This point was impressed upon the Court in a 2001 request for a revision of the 1996 judgment, which had found in favour of the Court’s jurisdiction without going into the questions under Article 35 of the Statute, i.e. the matter of the respondent’s access to the Court. The request was, in 2003, rejected largely on the grounds of the specific requirements of the revision procedure under Article 61 of the Statute, but the Court also made reference to the ‘sui generis position’ Yugoslavia had enjoyed vis-à-vis the UN (Application for Revision of the Judgment of 11 July 1996 in the Case concerning Application of the Convention on the Prevention and Punishment of the Crime of Genocide (Bosnia-Herzegovina v. Yugoslavia), Preliminary Objections (Yugoslavia v. Bosnia-Herzegovina), paras. 50, 71). What this meant was never entirely clear, but it was widely understood as implying that Yugoslavia had in the relevant period enjoyed some rights of membership in the UN, but not others. Indeed, the ICTY expressly said as much in The Prosecutor v. Milan Milutinović, Dragoljub Ojdanić and Nikola Sainović (Case No. IT-99-37-PT, Decision on Motion Challenging Jurisdiction, paras. 37-44), citing the ICJ revision judgment in support of this position.
Whatever this ‘sui generis position’ meant, the notion was not to be around for very long. In a separate set of proceedings instituted by Yugoslavia against all the member States of NATO relating to the Kosovo air campaign, the Court firmly stated in December 2004 that Yugoslavia had not been a member of the United Nations, that it had therefore not enjoyed a right of access to the Court, and that the Court was therefore not competent to deal with the case (Legality of Use of Force (Serbia and Montenegro v. Belgium), Preliminary Objections, para. 91).
The Court was, of course, much criticised for thus departing from its own, very recent precedent, as established in the 2003 revision judgment (see ibid., Joint Declaration of Vice-President Ranjeva, Judges Guillaume, Higgins, Kooijmans, Buergenthal and Elaraby, esp. paras. 3, 12).

There was, now, recent ICJ authority saying in the clearest possible terms that Yugoslavia had not been capable of being a party to a case before the Court, when the Genocide case, decided today, was introduced (that being the relevant point in time). This would be expected to give Serbia and Montenegro (as it was by then called) high hopes that the case against them would be dismissed in line with the Court’s 2004 opinion. But the Court today did nothing of the kind.

SUPPLIED DATA —

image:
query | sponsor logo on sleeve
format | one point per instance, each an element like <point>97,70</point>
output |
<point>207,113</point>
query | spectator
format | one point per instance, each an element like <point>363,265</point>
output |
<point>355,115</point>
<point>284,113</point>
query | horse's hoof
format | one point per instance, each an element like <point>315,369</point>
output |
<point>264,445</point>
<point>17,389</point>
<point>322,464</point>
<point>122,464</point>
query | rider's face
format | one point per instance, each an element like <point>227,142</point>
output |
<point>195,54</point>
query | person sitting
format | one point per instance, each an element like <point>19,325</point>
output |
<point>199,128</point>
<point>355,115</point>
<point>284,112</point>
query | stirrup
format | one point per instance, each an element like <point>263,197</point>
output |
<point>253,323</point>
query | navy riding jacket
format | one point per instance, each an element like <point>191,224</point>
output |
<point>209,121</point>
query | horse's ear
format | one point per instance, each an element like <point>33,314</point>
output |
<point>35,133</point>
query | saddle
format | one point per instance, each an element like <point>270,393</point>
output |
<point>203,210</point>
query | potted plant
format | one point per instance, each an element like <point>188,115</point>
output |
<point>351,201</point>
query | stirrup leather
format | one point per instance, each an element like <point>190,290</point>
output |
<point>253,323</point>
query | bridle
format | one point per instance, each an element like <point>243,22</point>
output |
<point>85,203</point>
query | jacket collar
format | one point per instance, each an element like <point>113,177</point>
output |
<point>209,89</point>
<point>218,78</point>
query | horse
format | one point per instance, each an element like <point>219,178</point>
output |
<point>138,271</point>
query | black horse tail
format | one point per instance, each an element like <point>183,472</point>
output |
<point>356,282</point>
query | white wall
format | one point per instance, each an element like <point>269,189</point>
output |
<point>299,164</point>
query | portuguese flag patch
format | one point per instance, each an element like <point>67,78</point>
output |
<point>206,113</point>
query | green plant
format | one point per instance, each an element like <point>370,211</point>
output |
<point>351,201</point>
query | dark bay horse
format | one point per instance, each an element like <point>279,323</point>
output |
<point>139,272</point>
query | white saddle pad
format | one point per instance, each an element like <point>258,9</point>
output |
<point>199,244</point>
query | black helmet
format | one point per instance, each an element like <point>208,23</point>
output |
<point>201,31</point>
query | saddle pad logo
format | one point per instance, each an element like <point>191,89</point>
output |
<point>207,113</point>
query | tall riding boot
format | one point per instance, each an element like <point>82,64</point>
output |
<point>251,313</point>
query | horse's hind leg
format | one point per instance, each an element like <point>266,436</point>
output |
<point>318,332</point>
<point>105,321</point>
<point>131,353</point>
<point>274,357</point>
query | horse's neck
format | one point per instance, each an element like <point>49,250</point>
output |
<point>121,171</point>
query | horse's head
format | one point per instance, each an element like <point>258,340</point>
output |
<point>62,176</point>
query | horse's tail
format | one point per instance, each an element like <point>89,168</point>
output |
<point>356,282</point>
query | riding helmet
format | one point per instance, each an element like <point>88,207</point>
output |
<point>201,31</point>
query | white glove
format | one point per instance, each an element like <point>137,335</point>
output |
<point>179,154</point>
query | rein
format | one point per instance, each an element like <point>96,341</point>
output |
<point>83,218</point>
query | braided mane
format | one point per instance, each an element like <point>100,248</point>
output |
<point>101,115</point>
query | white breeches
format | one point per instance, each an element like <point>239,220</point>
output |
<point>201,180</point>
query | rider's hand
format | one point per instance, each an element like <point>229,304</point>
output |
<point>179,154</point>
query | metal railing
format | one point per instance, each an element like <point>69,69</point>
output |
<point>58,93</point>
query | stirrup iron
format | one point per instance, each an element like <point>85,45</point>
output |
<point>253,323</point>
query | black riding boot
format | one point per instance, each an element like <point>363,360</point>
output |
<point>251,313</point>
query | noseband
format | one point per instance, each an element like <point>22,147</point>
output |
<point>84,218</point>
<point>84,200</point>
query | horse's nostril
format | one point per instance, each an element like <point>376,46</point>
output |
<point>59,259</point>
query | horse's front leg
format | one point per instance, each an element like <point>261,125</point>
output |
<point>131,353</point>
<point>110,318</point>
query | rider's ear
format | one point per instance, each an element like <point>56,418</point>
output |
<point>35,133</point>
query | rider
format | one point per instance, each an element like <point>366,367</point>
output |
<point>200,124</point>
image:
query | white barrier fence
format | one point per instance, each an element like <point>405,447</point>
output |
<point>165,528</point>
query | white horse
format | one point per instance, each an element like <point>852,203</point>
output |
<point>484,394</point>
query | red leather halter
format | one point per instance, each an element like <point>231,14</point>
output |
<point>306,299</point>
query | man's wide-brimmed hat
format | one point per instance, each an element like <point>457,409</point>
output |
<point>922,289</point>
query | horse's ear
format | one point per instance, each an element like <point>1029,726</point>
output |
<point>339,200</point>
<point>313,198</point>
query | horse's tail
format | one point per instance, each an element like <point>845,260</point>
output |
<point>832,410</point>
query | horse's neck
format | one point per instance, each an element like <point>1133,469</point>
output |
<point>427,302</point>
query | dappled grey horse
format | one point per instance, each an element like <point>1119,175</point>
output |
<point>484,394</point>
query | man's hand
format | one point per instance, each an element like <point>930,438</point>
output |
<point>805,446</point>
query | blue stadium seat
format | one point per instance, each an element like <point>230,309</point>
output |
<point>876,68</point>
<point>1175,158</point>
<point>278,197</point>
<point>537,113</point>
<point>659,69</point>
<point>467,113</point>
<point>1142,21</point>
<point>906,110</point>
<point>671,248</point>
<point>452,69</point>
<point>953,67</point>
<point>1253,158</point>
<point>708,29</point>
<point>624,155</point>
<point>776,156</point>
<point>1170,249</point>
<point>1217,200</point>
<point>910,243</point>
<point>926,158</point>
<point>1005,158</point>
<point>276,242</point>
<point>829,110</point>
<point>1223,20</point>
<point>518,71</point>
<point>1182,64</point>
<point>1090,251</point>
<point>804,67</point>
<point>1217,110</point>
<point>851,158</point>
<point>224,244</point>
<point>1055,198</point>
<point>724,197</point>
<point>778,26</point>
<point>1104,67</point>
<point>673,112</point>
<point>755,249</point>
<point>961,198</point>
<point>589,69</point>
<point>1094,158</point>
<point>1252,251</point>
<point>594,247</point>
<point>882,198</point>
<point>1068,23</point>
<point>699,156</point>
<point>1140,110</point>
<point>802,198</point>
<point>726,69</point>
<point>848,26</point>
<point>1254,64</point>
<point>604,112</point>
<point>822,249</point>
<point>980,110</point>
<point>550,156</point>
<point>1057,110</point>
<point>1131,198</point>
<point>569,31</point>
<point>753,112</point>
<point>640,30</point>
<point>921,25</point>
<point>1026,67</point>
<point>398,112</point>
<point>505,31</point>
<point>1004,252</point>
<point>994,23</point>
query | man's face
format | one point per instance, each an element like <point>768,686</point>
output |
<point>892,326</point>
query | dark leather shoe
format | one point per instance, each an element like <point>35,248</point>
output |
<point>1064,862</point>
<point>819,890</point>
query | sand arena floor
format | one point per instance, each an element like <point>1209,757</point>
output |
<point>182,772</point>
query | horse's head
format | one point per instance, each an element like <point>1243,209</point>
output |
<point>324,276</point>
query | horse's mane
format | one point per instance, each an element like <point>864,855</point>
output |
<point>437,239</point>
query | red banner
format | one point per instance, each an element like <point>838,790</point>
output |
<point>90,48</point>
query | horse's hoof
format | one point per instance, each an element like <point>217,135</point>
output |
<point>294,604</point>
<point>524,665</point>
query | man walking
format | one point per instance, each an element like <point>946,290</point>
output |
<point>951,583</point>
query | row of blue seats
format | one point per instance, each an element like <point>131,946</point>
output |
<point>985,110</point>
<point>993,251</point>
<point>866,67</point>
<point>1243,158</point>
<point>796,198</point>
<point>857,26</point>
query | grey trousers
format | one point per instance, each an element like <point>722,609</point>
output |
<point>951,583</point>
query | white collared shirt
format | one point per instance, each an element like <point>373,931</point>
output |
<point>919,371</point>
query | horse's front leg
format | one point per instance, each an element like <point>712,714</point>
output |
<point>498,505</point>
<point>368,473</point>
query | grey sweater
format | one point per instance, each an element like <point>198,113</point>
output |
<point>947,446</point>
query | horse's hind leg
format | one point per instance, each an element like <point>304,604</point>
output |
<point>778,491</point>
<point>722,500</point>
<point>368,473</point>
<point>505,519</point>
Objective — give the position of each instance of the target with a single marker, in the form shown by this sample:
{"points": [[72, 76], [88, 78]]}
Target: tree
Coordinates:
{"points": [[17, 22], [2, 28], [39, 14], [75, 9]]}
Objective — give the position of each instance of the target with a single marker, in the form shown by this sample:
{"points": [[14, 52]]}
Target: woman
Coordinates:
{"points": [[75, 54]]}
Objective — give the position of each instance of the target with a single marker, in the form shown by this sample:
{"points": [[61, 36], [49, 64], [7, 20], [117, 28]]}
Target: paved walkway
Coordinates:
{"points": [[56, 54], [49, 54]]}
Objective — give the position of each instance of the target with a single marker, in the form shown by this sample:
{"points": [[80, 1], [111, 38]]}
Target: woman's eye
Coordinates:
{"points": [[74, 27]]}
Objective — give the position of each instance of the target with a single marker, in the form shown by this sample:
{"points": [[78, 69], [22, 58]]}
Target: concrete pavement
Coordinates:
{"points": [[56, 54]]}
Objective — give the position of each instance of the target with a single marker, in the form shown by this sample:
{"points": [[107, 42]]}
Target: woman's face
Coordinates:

SET TASKS —
A – In the passage on the ICJ Genocide case, when did the Court firmly state that Yugoslavia had not been a member of the United Nations?
B – Rewrite the Genocide case passage between "Whatever this ‘sui" and "paras. 3, 12).", inclusive, swapping "criticised" for "criticized".
C – Continue the commentary on the ICJ Genocide case from its last sentence.
The rows have nothing to do with what's asked here.

OUTPUTS BY TASK —
A – December 2004

B –
Whatever this ‘sui generis position’ meant, the notion was not to be around for very long. In a separate set of proceedings instituted by Yugoslavia against all the member States of NATO relating to the Kosovo air campaign, the Court firmly stated in December 2004 that Yugoslavia had not been a member of the United Nations, that it had therefore not enjoyed a right of access to the Court, and that the Court was therefore not competent to deal with the case (Legality of Use of Force (Serbia and Montenegro v. Belgium), Preliminary Objections, para. 91).
The Court was, of course, much criticized for thus departing from its own, very recent precedent, as established in the 2003 revision judgment (see ibid., Joint Declaration of Vice-President Ranjeva, Judges Guillaume, Higgins, Kooijmans, Buergenthal and Elaraby, esp. paras. 3, 12).

C –
Instead, the Court today returned to its 1996 judgment, in which it had found that it had jurisdiction. That judgment never went into the question relevant today, namely that of the respondent State’s access to the Court under Article 35 of the Statute, but this did not trouble today’s Court. It held that the 1996 judgment was dispositive of the jurisdiction issue as a whole, and that it had to be interpreted as encompassing not only the matter of jurisdiction under Article 36 of the Statute (which requires the agreement of the parties to bring the case before the Court, in this case established generally in Article IX of the 1948 Genocide Convention), but also the logically anterior question of whether both parties were indeed capable of being parties to the case under Article 35 (and, presumably, Article 34 (1), as well, although this did not present any problems). In other words, the judgment finding for the Court’s jurisdiction would be understood to say not only what it clearly did say, but also to establish what it logically had to say.
This having been established, the 1996 judgment was res judicata as between the parties, which meant that the Court could not go back and re-enter questions it had finally determined at the earlier stage. The power in and obligation on the Court to satisfy itself, if need be proprio motu, of its own jurisdiction, and particularly of the competency of the case under Articles 34 and 35 of the Statute, did not trump res judicata, as no precedent showed this power and obligation to exist in cases where the constraints of res judicata applied.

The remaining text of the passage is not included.